Point localization data:
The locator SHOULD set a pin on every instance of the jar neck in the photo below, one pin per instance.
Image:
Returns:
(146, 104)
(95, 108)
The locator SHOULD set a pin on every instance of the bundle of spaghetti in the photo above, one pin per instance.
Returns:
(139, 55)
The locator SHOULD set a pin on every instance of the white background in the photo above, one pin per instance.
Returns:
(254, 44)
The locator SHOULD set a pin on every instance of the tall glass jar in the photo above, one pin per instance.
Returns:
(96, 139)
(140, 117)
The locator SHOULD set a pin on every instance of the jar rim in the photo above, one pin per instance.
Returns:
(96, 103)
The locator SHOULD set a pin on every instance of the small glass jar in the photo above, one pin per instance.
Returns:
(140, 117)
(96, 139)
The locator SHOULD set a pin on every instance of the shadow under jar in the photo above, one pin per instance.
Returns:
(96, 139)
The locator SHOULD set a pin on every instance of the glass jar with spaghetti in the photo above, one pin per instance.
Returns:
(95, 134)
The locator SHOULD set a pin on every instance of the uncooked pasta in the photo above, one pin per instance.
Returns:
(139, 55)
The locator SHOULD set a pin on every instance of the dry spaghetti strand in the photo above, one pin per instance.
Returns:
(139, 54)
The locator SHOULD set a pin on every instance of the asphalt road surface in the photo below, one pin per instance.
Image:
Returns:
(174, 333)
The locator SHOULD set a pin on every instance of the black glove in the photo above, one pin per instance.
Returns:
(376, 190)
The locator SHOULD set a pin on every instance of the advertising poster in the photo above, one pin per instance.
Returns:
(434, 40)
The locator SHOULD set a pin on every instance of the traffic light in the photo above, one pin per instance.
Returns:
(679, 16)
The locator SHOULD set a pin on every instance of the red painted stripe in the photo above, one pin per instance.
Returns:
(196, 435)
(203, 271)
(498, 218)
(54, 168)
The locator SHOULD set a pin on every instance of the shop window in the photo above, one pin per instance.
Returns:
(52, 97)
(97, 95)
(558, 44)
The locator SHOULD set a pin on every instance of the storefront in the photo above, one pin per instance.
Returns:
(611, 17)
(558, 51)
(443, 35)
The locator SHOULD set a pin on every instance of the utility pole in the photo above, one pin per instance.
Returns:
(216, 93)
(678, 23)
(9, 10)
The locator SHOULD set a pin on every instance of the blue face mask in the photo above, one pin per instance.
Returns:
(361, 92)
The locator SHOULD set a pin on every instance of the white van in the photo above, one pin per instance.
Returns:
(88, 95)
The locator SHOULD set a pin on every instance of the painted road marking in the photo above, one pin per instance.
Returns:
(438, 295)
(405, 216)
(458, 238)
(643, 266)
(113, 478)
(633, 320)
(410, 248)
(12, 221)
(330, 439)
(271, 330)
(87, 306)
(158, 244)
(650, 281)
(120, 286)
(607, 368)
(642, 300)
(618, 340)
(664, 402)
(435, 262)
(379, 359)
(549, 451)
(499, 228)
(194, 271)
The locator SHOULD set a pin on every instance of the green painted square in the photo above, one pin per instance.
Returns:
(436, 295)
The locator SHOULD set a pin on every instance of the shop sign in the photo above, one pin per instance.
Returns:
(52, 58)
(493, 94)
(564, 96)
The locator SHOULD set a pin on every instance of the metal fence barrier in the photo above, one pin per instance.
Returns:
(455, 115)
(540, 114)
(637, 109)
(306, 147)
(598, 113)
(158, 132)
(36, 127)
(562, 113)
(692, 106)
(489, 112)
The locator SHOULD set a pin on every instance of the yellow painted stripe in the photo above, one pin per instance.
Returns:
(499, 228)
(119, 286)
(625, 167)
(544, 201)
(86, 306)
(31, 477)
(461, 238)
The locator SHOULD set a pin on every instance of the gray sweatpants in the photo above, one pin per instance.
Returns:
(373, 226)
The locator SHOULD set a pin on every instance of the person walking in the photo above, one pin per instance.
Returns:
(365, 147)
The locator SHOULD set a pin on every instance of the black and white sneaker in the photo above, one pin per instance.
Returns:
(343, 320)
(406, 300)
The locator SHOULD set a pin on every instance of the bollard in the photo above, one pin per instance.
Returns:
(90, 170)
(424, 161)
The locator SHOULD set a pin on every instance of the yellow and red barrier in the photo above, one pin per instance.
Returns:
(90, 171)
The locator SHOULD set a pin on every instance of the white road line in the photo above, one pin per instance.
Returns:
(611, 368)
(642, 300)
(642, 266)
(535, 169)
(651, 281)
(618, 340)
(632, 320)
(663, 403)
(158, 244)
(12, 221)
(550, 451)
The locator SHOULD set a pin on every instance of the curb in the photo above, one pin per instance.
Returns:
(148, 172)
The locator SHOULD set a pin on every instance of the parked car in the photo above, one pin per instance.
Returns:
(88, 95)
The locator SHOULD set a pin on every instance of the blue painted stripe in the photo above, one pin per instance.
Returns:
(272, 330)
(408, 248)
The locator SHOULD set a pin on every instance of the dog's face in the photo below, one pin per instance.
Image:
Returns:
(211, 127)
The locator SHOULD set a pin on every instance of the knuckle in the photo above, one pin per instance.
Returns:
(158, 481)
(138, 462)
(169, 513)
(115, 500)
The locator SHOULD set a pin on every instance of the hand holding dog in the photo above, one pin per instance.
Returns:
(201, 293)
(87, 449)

* [WORK REQUEST]: Where a line of the data above includes "road", copy that line.

* [REPLY TO THE TASK]:
The locator SHOULD set a pin on every instance of the asphalt road surface in the photo below, one pin per instance.
The locator SHOULD set a pin on every instance of the painted road marking in the photo above, one pin per instance.
The locator SHOULD set a pin on every instance of the white road line in the photo above, one pin per instance.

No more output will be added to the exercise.